Annotated photo localization data:
***
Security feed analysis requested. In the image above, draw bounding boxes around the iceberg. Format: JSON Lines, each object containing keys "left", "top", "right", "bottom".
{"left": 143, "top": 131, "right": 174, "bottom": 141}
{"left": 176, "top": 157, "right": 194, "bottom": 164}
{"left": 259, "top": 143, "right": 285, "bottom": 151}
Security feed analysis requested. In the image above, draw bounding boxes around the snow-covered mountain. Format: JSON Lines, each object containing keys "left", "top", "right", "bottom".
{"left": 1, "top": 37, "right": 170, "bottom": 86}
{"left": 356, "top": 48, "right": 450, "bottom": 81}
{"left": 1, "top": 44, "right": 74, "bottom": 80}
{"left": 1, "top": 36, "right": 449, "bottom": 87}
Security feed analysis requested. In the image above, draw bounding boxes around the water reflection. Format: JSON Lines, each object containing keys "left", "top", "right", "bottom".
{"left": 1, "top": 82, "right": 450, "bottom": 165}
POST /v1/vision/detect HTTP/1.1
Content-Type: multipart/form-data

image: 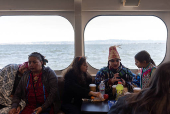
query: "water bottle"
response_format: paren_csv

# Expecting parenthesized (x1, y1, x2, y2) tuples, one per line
(99, 81, 105, 97)
(115, 81, 124, 100)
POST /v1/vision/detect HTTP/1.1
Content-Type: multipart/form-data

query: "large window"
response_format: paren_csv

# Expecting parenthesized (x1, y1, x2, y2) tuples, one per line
(0, 16, 74, 70)
(84, 16, 167, 69)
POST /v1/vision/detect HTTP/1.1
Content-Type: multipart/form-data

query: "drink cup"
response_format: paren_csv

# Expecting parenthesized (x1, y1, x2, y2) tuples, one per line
(112, 85, 117, 95)
(133, 87, 141, 93)
(123, 87, 128, 94)
(89, 84, 96, 92)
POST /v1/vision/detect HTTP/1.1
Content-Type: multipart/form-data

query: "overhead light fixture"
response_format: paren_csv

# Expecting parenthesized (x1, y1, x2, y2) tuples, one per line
(122, 0, 140, 7)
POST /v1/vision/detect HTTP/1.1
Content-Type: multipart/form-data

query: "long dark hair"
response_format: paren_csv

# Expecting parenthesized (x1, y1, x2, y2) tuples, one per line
(135, 50, 156, 66)
(64, 56, 91, 85)
(125, 62, 170, 114)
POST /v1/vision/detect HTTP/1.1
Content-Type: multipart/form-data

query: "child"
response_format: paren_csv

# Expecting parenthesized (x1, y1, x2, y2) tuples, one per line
(134, 50, 156, 89)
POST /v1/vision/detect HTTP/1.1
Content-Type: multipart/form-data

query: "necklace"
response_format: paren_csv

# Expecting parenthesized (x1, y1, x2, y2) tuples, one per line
(33, 74, 40, 83)
(34, 76, 39, 83)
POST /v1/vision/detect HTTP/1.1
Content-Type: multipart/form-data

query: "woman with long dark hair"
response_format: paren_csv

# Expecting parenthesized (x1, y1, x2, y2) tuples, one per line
(108, 62, 170, 114)
(8, 52, 60, 114)
(61, 56, 103, 114)
(135, 50, 156, 89)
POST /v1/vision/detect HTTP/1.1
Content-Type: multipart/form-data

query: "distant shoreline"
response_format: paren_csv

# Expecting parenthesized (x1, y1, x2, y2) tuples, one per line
(0, 39, 166, 45)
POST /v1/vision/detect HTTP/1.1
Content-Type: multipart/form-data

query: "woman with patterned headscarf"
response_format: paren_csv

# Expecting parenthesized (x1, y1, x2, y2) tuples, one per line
(95, 46, 138, 98)
(8, 52, 60, 114)
(0, 62, 28, 114)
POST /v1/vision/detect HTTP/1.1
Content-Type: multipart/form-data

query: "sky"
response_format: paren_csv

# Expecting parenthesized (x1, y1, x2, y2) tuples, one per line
(0, 16, 74, 44)
(0, 15, 167, 44)
(85, 16, 167, 41)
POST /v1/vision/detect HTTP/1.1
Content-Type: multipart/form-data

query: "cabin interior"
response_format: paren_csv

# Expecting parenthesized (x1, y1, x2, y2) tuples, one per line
(0, 0, 169, 113)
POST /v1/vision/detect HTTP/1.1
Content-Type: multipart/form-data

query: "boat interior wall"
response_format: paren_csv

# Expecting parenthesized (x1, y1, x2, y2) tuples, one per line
(0, 0, 170, 11)
(122, 0, 140, 7)
(83, 0, 170, 11)
(0, 0, 74, 11)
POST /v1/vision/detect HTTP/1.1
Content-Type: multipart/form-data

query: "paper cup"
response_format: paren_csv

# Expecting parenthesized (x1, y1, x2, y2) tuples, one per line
(123, 87, 128, 94)
(112, 85, 117, 96)
(89, 84, 96, 92)
(133, 87, 141, 93)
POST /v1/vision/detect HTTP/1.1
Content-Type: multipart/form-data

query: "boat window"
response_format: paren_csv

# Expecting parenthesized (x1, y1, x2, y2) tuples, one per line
(0, 16, 74, 70)
(84, 16, 167, 69)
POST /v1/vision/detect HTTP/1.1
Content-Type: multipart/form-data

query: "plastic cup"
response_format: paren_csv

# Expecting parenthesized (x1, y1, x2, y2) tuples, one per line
(89, 84, 96, 92)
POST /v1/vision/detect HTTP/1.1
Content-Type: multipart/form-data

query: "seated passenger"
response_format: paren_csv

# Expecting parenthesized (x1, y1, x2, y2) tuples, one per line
(61, 56, 103, 114)
(95, 46, 137, 97)
(8, 52, 60, 114)
(0, 62, 28, 114)
(134, 50, 156, 89)
(108, 62, 170, 114)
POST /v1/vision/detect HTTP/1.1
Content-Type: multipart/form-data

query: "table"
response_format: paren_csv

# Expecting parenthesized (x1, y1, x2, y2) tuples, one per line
(81, 101, 109, 114)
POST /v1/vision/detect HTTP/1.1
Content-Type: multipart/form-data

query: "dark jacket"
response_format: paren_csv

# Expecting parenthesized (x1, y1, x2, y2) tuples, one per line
(108, 95, 149, 114)
(62, 69, 92, 106)
(11, 67, 60, 114)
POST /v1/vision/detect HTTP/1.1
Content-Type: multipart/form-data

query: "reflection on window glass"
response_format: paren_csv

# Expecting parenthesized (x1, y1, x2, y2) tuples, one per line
(0, 16, 74, 70)
(84, 16, 167, 69)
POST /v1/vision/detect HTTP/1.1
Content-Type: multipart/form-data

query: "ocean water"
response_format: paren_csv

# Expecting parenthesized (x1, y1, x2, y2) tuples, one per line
(0, 42, 166, 70)
(85, 43, 166, 69)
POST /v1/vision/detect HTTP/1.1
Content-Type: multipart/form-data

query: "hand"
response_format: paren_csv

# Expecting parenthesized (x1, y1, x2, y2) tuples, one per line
(89, 91, 103, 100)
(15, 105, 21, 114)
(8, 108, 17, 114)
(33, 107, 42, 114)
(121, 78, 126, 86)
(94, 92, 104, 100)
(111, 73, 120, 83)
***
GOAL OF THE EXERCISE:
Repeat every record exactly, but not the pictures.

EXPECTED ANSWER:
Security feed analysis requested. In the image above, draw bounding boxes around the iceberg. Format: JSON Lines, each object containing keys "left", "top", "right", "bottom".
{"left": 143, "top": 131, "right": 174, "bottom": 141}
{"left": 176, "top": 157, "right": 194, "bottom": 164}
{"left": 259, "top": 143, "right": 285, "bottom": 151}
Security feed analysis requested. In the image above, draw bounding boxes around the snow-covered mountain. Format: JSON Lines, each object containing keys "left", "top", "right", "bottom".
{"left": 1, "top": 37, "right": 170, "bottom": 86}
{"left": 356, "top": 48, "right": 450, "bottom": 81}
{"left": 1, "top": 44, "right": 74, "bottom": 80}
{"left": 1, "top": 36, "right": 449, "bottom": 87}
Security feed analysis requested. In the image above, draw bounding boxes around the water reflection. Format: JSON Lines, each object containing keys "left", "top", "right", "bottom".
{"left": 1, "top": 82, "right": 450, "bottom": 165}
POST /v1/vision/detect HTTP/1.1
Content-Type: multipart/form-data

image: 
query: "water bottle"
response_format: paren_csv

# Expecting parenthesized (x1, y1, x2, y2) tuples, one per line
(99, 81, 105, 97)
(115, 81, 124, 100)
POST /v1/vision/detect HTTP/1.1
Content-Type: multipart/form-data

query: "large window"
response_format: paren_csv

# Expecting parenthesized (x1, y1, x2, y2) tuples, one per line
(0, 16, 74, 70)
(84, 16, 167, 69)
POST /v1/vision/detect HTTP/1.1
Content-Type: multipart/form-data

query: "drink cup"
response_format: paren_csv

# Expecting parenthesized (x1, y1, x2, y2) tuples, one per line
(112, 85, 117, 95)
(133, 87, 141, 93)
(123, 87, 128, 94)
(89, 84, 96, 92)
POST /v1/vision/detect HTTP/1.1
Content-Type: multipart/form-data

query: "overhead light fixture"
response_format: paren_csv

# Expecting parenthesized (x1, y1, x2, y2) tuples, one per line
(122, 0, 140, 7)
POST /v1/vision/detect HTTP/1.1
Content-Type: multipart/form-data

query: "long dark hair"
response_format: paren_csv

# Expecting parenthesized (x1, y1, x2, y2) tuples, one per line
(135, 50, 156, 66)
(64, 56, 91, 85)
(125, 62, 170, 114)
POST /v1/vision/detect HTTP/1.1
Content-Type: multipart/form-data

query: "child"
response_format: paren_csv

# Expecting parenthesized (x1, y1, x2, y2) tuples, one per line
(134, 50, 156, 89)
POST /v1/vision/detect HTTP/1.1
Content-Type: multipart/form-data

query: "necklace"
response_format: paren_csv

# Expecting parenthesized (x1, y1, x2, y2) tuples, one per line
(33, 74, 40, 83)
(34, 76, 39, 83)
POST /v1/vision/detect HTTP/1.1
Content-Type: multipart/form-data

query: "woman with long dark hair"
response_format: paren_csv

# Expecting parenthesized (x1, y1, x2, y2) tuples, one per line
(108, 62, 170, 114)
(8, 52, 60, 114)
(61, 56, 103, 114)
(135, 50, 156, 89)
POST /v1/vision/detect HTTP/1.1
Content-Type: multipart/form-data

query: "distant shoreline"
response_format: paren_csv

# Expecting parenthesized (x1, y1, x2, y2) tuples, one per line
(0, 39, 166, 45)
POST /v1/vision/detect HTTP/1.1
Content-Type: multipart/form-data

query: "woman with patterned headscarf"
response_format: paren_csv

# Expecting parenthesized (x1, y1, x2, y2) tuples, one per line
(95, 46, 138, 98)
(8, 52, 60, 114)
(0, 62, 28, 114)
POST /v1/vision/detect HTTP/1.1
Content-Type: multipart/form-data

query: "sky"
response_format: paren_csv

# Expecting parenthesized (x1, y1, x2, y2) tuples, one per line
(0, 16, 74, 44)
(0, 15, 167, 44)
(85, 16, 167, 41)
POST /v1/vision/detect HTTP/1.1
Content-Type: multipart/form-data

query: "cabin interior"
response_format: paren_csv

# Expecting parenthesized (x1, y1, x2, y2) tuples, one per line
(0, 0, 169, 113)
POST /v1/vision/detect HTTP/1.1
Content-Type: multipart/form-data

query: "boat interior wall"
response_format: paren_csv

# Expecting parenthesized (x1, y1, x2, y2) tuples, one per line
(0, 0, 170, 11)
(122, 0, 140, 7)
(83, 0, 170, 11)
(0, 0, 74, 11)
POST /v1/vision/detect HTTP/1.1
Content-Type: multipart/form-data

query: "paper cup"
response_format: paren_csv

# Expecting parenthesized (x1, y1, x2, y2) tuples, one per line
(123, 87, 128, 94)
(112, 85, 117, 96)
(89, 84, 96, 92)
(133, 87, 141, 93)
POST /v1/vision/detect HTTP/1.1
Content-Type: multipart/form-data

query: "boat window"
response_format: paren_csv

# Expecting parenthesized (x1, y1, x2, y2) tuples, one per line
(0, 16, 74, 70)
(84, 16, 167, 69)
POST /v1/vision/detect HTTP/1.1
Content-Type: multipart/form-data

query: "plastic cup"
response_format: paren_csv

# Expecting parenthesized (x1, y1, x2, y2) tuples, one per line
(89, 84, 96, 92)
POST /v1/vision/detect HTTP/1.1
Content-Type: multipart/form-data

query: "seated passenger"
response_format: paren_csv

# Expecting parenthesized (x1, y1, x2, y2) tuples, one per line
(61, 56, 103, 114)
(95, 46, 137, 97)
(8, 52, 60, 114)
(0, 62, 28, 114)
(134, 50, 156, 89)
(108, 62, 170, 114)
POST /v1/vision/detect HTTP/1.1
Content-Type: multipart/form-data

query: "table"
response_format: paren_csv

# Expecting parenthesized (x1, y1, x2, y2) tuples, one per line
(81, 101, 109, 114)
POST /v1/vision/detect HTTP/1.1
Content-Type: multipart/form-data

query: "dark jacket"
response_format: paren_csv

# Expecting parenthesized (x1, y1, x2, y2) tuples, one per line
(108, 95, 149, 114)
(62, 69, 92, 106)
(11, 67, 60, 114)
POST /v1/vision/detect HTTP/1.1
Content-Type: multipart/form-data

query: "reflection on window glass"
response_format: paren_csv

# Expecting parenthesized (x1, y1, x2, y2) tuples, one per line
(0, 16, 74, 70)
(84, 16, 167, 69)
POST /v1/vision/detect HTTP/1.1
Content-Type: multipart/form-data

query: "ocean water"
response_format: paren_csv

# Expecting parenthesized (x1, y1, x2, y2) tuples, one per line
(0, 42, 166, 70)
(85, 43, 166, 69)
POST /v1/vision/detect HTTP/1.1
Content-Type: multipart/form-data

query: "hand"
response_format: paren_csv

# Expecting parenthesized (x1, y1, x2, y2) tuples, one per line
(89, 91, 103, 100)
(15, 105, 21, 114)
(8, 108, 17, 114)
(33, 107, 42, 114)
(121, 78, 126, 86)
(94, 92, 104, 100)
(111, 73, 120, 83)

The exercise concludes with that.